- INSTRUCTIONS FOR THE TASK
The required output is the complete listing, copied word for word.

/---

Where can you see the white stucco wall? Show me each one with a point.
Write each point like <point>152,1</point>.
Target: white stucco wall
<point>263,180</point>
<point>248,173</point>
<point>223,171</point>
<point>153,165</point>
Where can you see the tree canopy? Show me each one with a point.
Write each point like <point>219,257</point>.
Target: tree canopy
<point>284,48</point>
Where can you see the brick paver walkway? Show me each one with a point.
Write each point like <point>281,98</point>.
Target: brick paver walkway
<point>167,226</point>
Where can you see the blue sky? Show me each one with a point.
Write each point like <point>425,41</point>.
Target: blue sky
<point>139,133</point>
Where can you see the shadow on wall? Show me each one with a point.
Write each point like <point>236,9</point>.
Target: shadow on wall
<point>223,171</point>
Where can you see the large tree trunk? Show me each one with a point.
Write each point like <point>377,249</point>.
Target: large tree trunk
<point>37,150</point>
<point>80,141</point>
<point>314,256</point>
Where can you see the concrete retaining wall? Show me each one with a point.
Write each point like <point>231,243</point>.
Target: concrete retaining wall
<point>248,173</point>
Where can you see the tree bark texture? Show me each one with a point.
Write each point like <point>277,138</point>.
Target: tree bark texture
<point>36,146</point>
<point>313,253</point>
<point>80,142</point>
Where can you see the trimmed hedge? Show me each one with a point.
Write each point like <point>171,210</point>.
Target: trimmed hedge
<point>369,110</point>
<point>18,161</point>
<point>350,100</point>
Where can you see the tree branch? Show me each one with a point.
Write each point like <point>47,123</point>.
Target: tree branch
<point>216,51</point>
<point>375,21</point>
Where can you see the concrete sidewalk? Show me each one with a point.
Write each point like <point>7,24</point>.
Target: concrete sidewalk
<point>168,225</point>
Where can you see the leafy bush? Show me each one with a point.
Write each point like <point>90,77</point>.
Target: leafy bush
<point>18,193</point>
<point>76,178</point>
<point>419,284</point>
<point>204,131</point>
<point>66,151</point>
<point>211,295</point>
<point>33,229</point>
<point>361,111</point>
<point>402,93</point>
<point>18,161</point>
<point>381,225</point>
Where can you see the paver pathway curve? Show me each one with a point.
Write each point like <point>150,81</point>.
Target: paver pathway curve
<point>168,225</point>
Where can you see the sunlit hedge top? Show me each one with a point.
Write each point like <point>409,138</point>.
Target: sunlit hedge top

\---

- ANSWER FOR THIS EXERCISE
Where can you see the white stucco wall? Show me each one with a point.
Write each point like <point>152,1</point>.
Target: white stucco wall
<point>263,180</point>
<point>248,173</point>
<point>223,171</point>
<point>153,165</point>
Where can you see the tree canopy? Show me each one with a point.
Write each point like <point>219,257</point>.
Target: tree canopy
<point>284,48</point>
Where can you see the brick paver walkway? Show me each one with a point.
Write each point like <point>281,98</point>.
Target: brick paver walkway
<point>167,226</point>
Where can you see the blue sky? Show me each one with a point.
Write each point like <point>425,41</point>.
Target: blue sky
<point>139,133</point>
Where can you see the shadow on wall? Show me each one with a point.
Write each point like <point>236,9</point>.
Target: shadow on wall
<point>223,171</point>
Where can you see the large tree trunk? Show me each one with a point.
Write each point like <point>377,249</point>.
Target: large tree trunk
<point>37,150</point>
<point>80,141</point>
<point>314,256</point>
Where can you see the concrete retaining wall? Show me each one with a point.
Write each point like <point>231,243</point>.
Target: concrete retaining wall
<point>248,173</point>
Where can you see the tree bark texture? Show me each one with a point.
Write each point like <point>277,138</point>.
Target: tree bark texture
<point>36,146</point>
<point>313,253</point>
<point>80,142</point>
Where can you see the trimmed hedge? Show me each one with a point.
Write each point like <point>171,210</point>.
Target: trimmed hedge
<point>369,110</point>
<point>18,161</point>
<point>350,100</point>
Where can you see the tree branch? Show me each one with a point.
Write each point like <point>47,123</point>.
Target: tree branch
<point>216,51</point>
<point>375,21</point>
Where can you see the concrete sidewalk? Show me each one with a point.
Write each point like <point>7,24</point>.
Target: concrete sidewalk
<point>168,225</point>
Where can you see the leafy bush? Show me each one with a point.
Write each point like <point>90,77</point>.
Target: leafy bush
<point>18,193</point>
<point>76,178</point>
<point>419,284</point>
<point>204,131</point>
<point>66,151</point>
<point>211,295</point>
<point>33,229</point>
<point>361,111</point>
<point>402,93</point>
<point>18,161</point>
<point>381,225</point>
Where can you see the paver pathway curve? Show me each one with a point.
Write each point like <point>150,81</point>.
Target: paver pathway curve
<point>168,225</point>
Where can you see the sunlit hedge top? Show me each one with a point.
Write each point like <point>409,138</point>.
Target: sunlit hedge top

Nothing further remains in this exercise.